[THINGS TO DO]
[a] Translate this sentence from the energy summit agenda into Spanish: "However, over 300 million people still do not even have access to electricity and over 800 million people depend on solid biomass for cooking."
[b] Pick up the energy summit agenda after its final sentence and keep writing.

[TEXT]
========================================================================

Agenda for the US-India Energy Partnership Summit 2014 - TERI North America

Plenary Sessions

The Inaugural Session of the Summit took place on October 1st, featuring senior government officials from both countries. This was followed by plenary sessions on different aspects of the overall theme, featuring a panel of eminent speakers from government, academia and business. In addition, there were a select number of keynote addresses. For this year, the plenary sessions are as follows:

Clean Technologies for Decentralized Energy Access

India is experiencing rapid growth and energy is one of the primary determinants of this progress. However, over 300 million people still do not even have access to electricity and over 800 million people depend on solid biomass for cooking. While a majority of the under-served live in rural areas and depend on agriculture for livelihood, the share of agriculture in national GDP is sharply declining. This is an alarming situation. On the one hand, growing population increases the pressure on the agriculture sector and on the other, achieving universal energy access requires more energy generation and comprehensive action. Incidentally, energy demand from all sectors of the economy is already on the rise. At this juncture, facilitating opportunities for resilient growth and development to the energy poor is inevitable. US-India energy cooperation, particularly on development of clean technologies, has great potential for enhancing energy access.

========================================================================

[PROVIDED INFORMATION]
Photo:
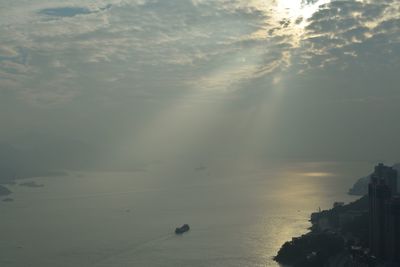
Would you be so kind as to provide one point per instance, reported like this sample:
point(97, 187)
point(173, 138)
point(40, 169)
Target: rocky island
point(4, 191)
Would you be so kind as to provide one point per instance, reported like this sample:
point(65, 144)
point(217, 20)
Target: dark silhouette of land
point(363, 233)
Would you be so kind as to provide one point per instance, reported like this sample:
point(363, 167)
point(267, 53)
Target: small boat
point(184, 228)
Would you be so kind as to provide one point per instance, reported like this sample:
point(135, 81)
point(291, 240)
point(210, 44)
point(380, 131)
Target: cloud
point(64, 11)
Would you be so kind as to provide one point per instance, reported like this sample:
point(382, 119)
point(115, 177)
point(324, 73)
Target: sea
point(240, 213)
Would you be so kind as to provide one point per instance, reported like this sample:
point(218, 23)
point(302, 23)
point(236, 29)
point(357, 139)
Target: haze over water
point(238, 216)
point(238, 117)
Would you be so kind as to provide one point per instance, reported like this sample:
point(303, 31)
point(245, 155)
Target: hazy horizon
point(131, 82)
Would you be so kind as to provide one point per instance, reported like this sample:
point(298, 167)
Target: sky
point(123, 82)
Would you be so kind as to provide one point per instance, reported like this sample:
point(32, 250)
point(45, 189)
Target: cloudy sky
point(153, 79)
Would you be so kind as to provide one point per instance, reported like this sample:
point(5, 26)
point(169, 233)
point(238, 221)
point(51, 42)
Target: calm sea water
point(240, 214)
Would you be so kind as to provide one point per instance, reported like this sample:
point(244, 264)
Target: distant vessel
point(184, 228)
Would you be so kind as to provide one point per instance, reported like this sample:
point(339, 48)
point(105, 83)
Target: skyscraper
point(384, 213)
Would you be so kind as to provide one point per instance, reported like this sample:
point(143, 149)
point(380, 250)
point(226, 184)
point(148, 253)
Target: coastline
point(332, 234)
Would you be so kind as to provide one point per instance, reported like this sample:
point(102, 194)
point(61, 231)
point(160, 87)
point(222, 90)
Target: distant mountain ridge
point(42, 155)
point(360, 188)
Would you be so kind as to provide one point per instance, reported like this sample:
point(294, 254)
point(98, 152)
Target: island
point(4, 191)
point(31, 184)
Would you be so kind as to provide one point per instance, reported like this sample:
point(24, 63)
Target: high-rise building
point(384, 214)
point(388, 174)
point(393, 231)
point(379, 196)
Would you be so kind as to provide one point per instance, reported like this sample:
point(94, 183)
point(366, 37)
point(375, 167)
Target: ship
point(180, 230)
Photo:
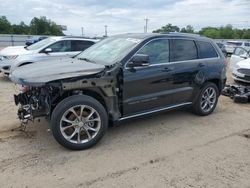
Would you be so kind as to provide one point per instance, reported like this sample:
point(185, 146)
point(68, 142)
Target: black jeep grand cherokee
point(121, 77)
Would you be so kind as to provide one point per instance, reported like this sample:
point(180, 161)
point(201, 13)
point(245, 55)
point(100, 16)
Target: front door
point(149, 88)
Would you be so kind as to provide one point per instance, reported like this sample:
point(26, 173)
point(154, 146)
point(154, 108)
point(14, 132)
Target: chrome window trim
point(173, 62)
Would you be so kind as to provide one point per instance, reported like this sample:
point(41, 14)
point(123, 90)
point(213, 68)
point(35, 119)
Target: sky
point(128, 16)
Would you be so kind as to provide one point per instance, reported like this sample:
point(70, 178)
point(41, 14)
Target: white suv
point(231, 45)
point(52, 47)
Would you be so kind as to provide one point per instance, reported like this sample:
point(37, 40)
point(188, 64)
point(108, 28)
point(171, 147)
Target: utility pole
point(146, 25)
point(106, 31)
point(82, 31)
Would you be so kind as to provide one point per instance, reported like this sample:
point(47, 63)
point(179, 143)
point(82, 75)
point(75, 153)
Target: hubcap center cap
point(81, 124)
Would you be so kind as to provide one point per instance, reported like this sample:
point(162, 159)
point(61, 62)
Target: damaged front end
point(34, 102)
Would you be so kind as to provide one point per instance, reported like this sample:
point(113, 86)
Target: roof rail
point(182, 34)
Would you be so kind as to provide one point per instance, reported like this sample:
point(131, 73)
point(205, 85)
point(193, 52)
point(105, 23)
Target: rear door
point(148, 88)
point(184, 57)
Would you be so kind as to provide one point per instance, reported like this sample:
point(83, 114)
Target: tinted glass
point(109, 50)
point(183, 50)
point(41, 44)
point(79, 45)
point(157, 50)
point(234, 43)
point(239, 51)
point(61, 46)
point(206, 50)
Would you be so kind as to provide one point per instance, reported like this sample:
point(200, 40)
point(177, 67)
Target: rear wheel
point(206, 100)
point(79, 122)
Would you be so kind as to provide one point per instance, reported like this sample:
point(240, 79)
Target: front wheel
point(79, 122)
point(206, 100)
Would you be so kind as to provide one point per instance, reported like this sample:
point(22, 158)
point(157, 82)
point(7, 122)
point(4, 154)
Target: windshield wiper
point(86, 59)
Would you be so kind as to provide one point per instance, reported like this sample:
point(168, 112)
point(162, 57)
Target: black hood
point(39, 73)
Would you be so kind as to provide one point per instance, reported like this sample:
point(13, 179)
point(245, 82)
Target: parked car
point(239, 54)
point(50, 48)
point(119, 78)
point(34, 39)
point(241, 71)
point(231, 45)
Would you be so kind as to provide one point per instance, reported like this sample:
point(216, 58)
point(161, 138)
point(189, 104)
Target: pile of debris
point(239, 93)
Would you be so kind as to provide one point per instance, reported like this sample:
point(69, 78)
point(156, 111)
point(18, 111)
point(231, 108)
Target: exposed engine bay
point(39, 101)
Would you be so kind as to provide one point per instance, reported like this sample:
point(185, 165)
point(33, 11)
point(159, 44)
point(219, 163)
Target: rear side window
point(239, 51)
point(157, 50)
point(206, 50)
point(183, 50)
point(79, 45)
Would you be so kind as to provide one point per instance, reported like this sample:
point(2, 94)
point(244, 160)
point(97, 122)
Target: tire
point(72, 118)
point(204, 105)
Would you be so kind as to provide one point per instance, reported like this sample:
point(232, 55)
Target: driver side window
point(157, 50)
point(239, 51)
point(61, 46)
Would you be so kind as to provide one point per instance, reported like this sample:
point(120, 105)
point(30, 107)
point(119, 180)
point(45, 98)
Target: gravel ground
point(171, 149)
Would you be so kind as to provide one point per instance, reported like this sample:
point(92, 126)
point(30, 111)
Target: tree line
point(37, 26)
point(223, 32)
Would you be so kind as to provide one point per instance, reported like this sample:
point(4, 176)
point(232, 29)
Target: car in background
point(241, 71)
point(231, 45)
point(34, 39)
point(50, 48)
point(120, 78)
point(222, 47)
point(239, 54)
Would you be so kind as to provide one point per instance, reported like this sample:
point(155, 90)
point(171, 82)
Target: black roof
point(159, 35)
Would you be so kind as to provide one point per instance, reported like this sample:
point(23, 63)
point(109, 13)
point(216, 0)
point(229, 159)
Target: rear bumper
point(241, 77)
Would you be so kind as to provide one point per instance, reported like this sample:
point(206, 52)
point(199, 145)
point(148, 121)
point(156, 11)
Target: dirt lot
point(172, 149)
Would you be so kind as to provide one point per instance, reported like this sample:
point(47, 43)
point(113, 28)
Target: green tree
point(210, 32)
point(22, 28)
point(5, 26)
point(167, 28)
point(44, 26)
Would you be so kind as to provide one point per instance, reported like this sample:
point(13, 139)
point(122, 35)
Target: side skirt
point(154, 111)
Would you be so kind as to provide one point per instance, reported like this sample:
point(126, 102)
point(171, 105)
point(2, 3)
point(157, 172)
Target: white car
point(231, 45)
point(241, 72)
point(52, 47)
point(238, 55)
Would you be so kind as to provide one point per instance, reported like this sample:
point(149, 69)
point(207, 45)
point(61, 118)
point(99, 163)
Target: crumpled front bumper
point(240, 77)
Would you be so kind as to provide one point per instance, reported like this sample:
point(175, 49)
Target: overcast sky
point(124, 16)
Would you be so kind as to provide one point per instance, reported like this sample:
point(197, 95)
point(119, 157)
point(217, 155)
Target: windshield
point(40, 44)
point(109, 51)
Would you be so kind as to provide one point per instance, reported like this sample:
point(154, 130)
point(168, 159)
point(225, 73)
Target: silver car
point(53, 47)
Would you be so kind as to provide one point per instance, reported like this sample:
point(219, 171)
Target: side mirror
point(48, 50)
point(139, 60)
point(244, 56)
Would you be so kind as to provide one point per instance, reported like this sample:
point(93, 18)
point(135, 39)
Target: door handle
point(167, 69)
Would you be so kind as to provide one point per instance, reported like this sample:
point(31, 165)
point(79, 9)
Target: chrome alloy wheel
point(80, 124)
point(208, 99)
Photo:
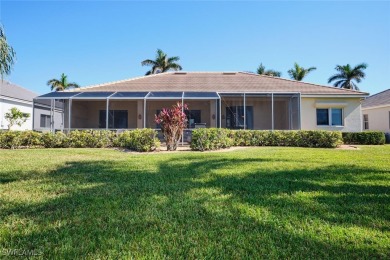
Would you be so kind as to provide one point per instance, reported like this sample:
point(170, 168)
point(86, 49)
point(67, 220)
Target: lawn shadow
point(188, 209)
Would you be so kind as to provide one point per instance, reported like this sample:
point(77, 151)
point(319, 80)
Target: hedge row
point(368, 137)
point(210, 139)
point(141, 140)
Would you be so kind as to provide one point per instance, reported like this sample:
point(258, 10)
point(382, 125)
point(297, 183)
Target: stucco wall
point(378, 118)
point(207, 107)
point(85, 113)
point(351, 112)
point(6, 105)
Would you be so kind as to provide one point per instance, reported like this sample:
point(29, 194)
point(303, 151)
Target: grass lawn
point(249, 203)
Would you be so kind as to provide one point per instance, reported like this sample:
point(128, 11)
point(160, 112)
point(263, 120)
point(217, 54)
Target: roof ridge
point(16, 85)
point(291, 80)
point(115, 82)
point(378, 93)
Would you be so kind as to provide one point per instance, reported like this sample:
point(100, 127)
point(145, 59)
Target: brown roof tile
point(217, 81)
point(379, 99)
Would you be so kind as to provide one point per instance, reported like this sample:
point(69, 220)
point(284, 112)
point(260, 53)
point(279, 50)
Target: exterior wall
point(351, 113)
point(262, 112)
point(25, 107)
point(85, 113)
point(207, 108)
point(378, 118)
point(58, 118)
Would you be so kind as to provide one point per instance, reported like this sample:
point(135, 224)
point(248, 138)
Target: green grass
point(249, 203)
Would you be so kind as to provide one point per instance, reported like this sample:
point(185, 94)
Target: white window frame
point(366, 121)
point(330, 124)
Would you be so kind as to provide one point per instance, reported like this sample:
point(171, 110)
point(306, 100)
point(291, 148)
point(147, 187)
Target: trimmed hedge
point(208, 139)
point(368, 138)
point(141, 140)
point(204, 139)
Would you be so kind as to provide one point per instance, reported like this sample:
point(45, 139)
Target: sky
point(95, 42)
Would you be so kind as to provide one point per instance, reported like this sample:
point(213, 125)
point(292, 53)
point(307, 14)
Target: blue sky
point(95, 42)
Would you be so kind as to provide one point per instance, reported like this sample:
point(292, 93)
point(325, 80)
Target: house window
point(329, 116)
point(365, 122)
point(322, 116)
point(117, 119)
point(193, 117)
point(45, 121)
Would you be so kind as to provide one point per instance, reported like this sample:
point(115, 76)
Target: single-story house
point(12, 95)
point(376, 112)
point(235, 100)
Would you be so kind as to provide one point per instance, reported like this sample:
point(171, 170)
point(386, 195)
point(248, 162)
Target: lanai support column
point(182, 110)
point(33, 115)
point(69, 115)
point(220, 111)
point(107, 112)
point(244, 111)
point(272, 111)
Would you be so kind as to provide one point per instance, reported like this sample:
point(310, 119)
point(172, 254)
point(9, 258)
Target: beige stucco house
point(235, 100)
point(376, 112)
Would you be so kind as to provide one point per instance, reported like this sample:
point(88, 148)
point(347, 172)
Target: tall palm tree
point(298, 73)
point(7, 55)
point(61, 84)
point(261, 71)
point(162, 63)
point(347, 74)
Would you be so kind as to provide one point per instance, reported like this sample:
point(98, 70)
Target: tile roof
point(217, 82)
point(11, 90)
point(379, 99)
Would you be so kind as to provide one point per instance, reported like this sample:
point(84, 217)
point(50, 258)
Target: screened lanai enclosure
point(131, 110)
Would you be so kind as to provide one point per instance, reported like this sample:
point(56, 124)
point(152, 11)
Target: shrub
point(57, 140)
point(368, 138)
point(208, 139)
point(91, 139)
point(204, 139)
point(140, 140)
point(172, 121)
point(10, 140)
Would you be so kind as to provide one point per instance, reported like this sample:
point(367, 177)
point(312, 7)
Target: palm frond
point(335, 77)
point(173, 59)
point(162, 63)
point(261, 69)
point(148, 63)
point(73, 85)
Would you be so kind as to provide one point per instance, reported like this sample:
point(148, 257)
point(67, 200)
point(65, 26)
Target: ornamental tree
point(16, 117)
point(172, 122)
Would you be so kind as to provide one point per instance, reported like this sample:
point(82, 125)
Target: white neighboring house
point(11, 96)
point(376, 112)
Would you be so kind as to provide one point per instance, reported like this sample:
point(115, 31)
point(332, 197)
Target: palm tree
point(261, 71)
point(347, 74)
point(61, 84)
point(7, 55)
point(298, 73)
point(162, 63)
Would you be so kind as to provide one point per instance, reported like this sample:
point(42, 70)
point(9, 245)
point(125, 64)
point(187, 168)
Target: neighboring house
point(12, 95)
point(235, 100)
point(376, 112)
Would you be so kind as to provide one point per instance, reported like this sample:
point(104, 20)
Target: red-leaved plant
point(172, 122)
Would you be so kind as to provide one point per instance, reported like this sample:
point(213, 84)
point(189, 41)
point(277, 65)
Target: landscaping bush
point(57, 140)
point(10, 140)
point(208, 139)
point(204, 139)
point(368, 138)
point(140, 140)
point(91, 139)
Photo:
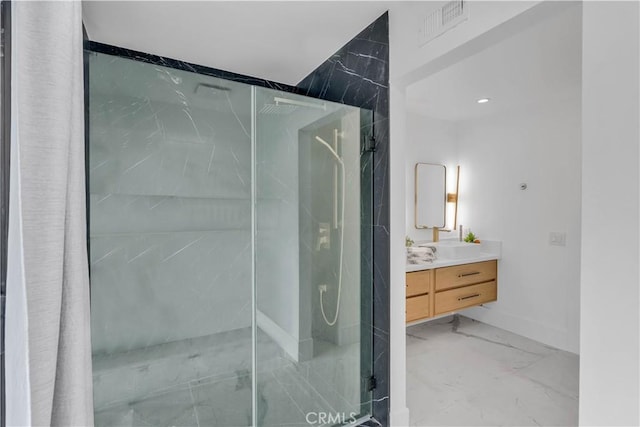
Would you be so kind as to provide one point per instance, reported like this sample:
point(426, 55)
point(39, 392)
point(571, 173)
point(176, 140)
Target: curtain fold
point(48, 132)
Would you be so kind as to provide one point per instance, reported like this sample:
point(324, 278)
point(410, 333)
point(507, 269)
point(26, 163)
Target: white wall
point(539, 284)
point(429, 141)
point(609, 356)
point(409, 64)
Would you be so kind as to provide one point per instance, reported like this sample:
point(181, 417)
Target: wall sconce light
point(453, 198)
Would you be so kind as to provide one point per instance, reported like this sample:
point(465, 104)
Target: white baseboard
point(286, 341)
point(399, 418)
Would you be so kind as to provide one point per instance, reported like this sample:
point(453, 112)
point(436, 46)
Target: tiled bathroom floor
point(461, 372)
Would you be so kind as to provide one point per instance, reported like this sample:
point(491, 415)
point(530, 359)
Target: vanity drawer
point(417, 308)
point(466, 274)
point(456, 299)
point(418, 282)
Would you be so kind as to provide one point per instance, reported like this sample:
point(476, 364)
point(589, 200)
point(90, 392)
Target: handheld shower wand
point(341, 163)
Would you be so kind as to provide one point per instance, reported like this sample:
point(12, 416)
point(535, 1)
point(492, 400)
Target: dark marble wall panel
point(358, 75)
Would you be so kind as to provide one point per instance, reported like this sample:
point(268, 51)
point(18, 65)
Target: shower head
point(277, 109)
point(210, 89)
point(288, 106)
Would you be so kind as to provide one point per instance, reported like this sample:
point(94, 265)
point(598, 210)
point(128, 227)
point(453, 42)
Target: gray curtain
point(50, 270)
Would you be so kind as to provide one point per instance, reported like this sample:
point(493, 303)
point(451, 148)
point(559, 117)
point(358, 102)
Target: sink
point(453, 249)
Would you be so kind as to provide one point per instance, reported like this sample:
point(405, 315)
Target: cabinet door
point(417, 308)
point(418, 282)
point(465, 274)
point(467, 296)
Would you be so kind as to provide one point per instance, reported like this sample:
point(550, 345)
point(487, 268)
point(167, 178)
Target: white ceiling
point(279, 41)
point(540, 64)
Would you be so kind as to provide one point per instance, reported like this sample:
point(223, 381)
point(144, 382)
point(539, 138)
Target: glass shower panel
point(313, 339)
point(170, 245)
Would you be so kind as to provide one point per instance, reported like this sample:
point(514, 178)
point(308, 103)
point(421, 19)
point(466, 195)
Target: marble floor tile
point(465, 373)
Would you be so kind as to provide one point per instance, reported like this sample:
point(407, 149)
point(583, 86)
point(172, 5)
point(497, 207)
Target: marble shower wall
point(358, 75)
point(170, 218)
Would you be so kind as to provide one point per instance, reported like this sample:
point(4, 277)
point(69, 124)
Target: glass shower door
point(170, 244)
point(230, 251)
point(311, 204)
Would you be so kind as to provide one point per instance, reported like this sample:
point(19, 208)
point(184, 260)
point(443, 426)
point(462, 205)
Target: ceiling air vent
point(442, 20)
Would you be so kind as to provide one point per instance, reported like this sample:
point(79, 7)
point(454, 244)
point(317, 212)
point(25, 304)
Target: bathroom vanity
point(446, 286)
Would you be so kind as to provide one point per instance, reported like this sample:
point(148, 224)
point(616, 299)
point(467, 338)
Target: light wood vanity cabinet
point(419, 291)
point(447, 289)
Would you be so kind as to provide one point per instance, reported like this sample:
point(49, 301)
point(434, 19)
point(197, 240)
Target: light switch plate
point(557, 238)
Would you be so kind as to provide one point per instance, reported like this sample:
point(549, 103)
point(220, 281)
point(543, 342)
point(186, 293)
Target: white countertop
point(491, 249)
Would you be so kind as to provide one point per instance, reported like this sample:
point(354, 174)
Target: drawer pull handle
point(468, 274)
point(468, 297)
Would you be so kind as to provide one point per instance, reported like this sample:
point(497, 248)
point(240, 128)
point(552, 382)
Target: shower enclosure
point(229, 239)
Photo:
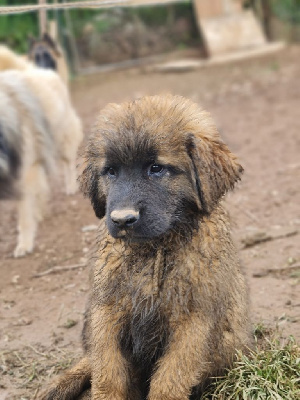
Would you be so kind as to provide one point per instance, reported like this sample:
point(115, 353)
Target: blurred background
point(95, 37)
point(240, 60)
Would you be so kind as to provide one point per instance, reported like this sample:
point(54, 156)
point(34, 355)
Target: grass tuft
point(272, 372)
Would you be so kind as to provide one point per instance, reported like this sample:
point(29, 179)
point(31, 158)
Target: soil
point(256, 105)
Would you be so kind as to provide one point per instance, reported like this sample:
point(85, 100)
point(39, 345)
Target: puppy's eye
point(111, 172)
point(155, 169)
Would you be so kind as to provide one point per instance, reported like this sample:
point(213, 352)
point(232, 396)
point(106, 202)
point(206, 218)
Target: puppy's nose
point(125, 217)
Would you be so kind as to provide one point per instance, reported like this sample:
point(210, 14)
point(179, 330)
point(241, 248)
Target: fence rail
point(83, 4)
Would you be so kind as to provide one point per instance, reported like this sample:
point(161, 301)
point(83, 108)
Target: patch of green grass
point(272, 372)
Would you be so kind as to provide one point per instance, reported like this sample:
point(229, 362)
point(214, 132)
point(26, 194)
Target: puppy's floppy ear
point(91, 187)
point(215, 169)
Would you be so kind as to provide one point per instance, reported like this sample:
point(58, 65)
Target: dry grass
point(272, 372)
point(28, 369)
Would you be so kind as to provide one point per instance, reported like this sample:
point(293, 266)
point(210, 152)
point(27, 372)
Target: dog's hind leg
point(73, 385)
point(30, 208)
point(70, 176)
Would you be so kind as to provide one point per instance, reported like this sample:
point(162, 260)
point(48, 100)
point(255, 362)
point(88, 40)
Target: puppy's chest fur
point(137, 285)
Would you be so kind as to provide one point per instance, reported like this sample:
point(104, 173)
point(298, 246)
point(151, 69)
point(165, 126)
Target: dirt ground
point(256, 104)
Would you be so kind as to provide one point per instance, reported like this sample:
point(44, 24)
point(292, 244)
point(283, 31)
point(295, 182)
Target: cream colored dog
point(38, 127)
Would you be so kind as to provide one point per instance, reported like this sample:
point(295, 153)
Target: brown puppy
point(169, 303)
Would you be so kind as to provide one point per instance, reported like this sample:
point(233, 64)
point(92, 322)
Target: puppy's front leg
point(184, 365)
point(112, 374)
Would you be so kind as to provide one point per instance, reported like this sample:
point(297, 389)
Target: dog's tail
point(74, 384)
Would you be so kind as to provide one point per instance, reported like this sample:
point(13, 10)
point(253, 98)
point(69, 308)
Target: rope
point(82, 4)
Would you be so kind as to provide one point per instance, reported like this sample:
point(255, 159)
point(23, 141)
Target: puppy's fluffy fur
point(168, 307)
point(38, 127)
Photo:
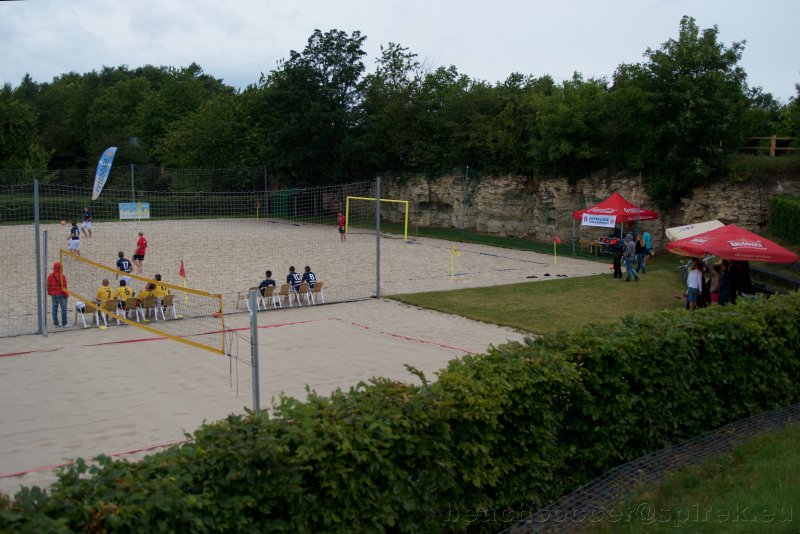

========================================================================

[WRITTEN ANSWERS]
[a] Sin embargo, más de 300 millones de personas todavía ni siquiera tienen acceso a la electricidad y más de 800 millones de personas dependen de la biomasa sólida para cocinar.

[b]
Chair: Mr Jacob Moss, Director, US Cookstoves Initiative, US Department of State

Rural Energy in India: An overview

  • Mr I H Rehman, Director, Social Transformation, TERI


  • Ms Linda Adams, Senior Advisor, Clean Tech Advocates; Founding President, R20-Regions of Climate Action; Chair, Climate Action Reserve Board of Directors; and Former Secretary, California Environmental Protection Agency
  • Mr Robert Ichord, Deputy Assistant Secretary for Energy Transformation, US Department of State
  • Ms Susan Casey-Lefkowitz, Director of Programs, NRDC
  • Dr Zia Khan, Vice President, Initiatives & Strategy, The Rockefeller Foundation
  • Ms Radha Muthiah, Executive Director, Global Alliance for Clean Cookstoves
  • Dr Michael Schulhof, Managing Director, GTI Capital Group LLC
  • Mr Anand Subbiah, Executive Director, McLean Development Group

Energy and Climate Change: The Road Ahead for US-India Cooperation

Energy and climate change constitutes one of the five principal pillars of the Strategic Dialogue between the US and India. Both countries face significant climate change risks, with their contributions to global greenhouse gas emissions. There is great potential to further the cooperation between the US and India on addressing climate change risks and effects, as well as mitigation and adaptation.

The 5th US-India Energy Partnership Summit will be held on the heels of the United Nations Climate Summit, which aims at 'Catalyzing Action'. The Climate Summit has identified the following eight action areas as critical for keeping global temperature increases to less than two degrees Celsius: agriculture, cities, energy, financing, forests, pollutants, resilience, and transportation. The patterns of production and consumption contribute to the increasing concentration of greenhouse gases (GHGs) in the atmosphere, which in turn result in climate change. The sustainability of current patterns of production and consumption therefore comes into question. Actions towards dealing with climate change, both in respect of adaptation and mitigation, are critical to meeting the objectives of sustainability. Clean energy forms a significant aspect of any strategy towards tackling climate change. The Sustainable Development Goals, to be set in 2015, will need to take into account the goal of stabilizing the earth's climate. The triangle between adaptation, mitigation and sustainable development is such that each reinforces the need for the other.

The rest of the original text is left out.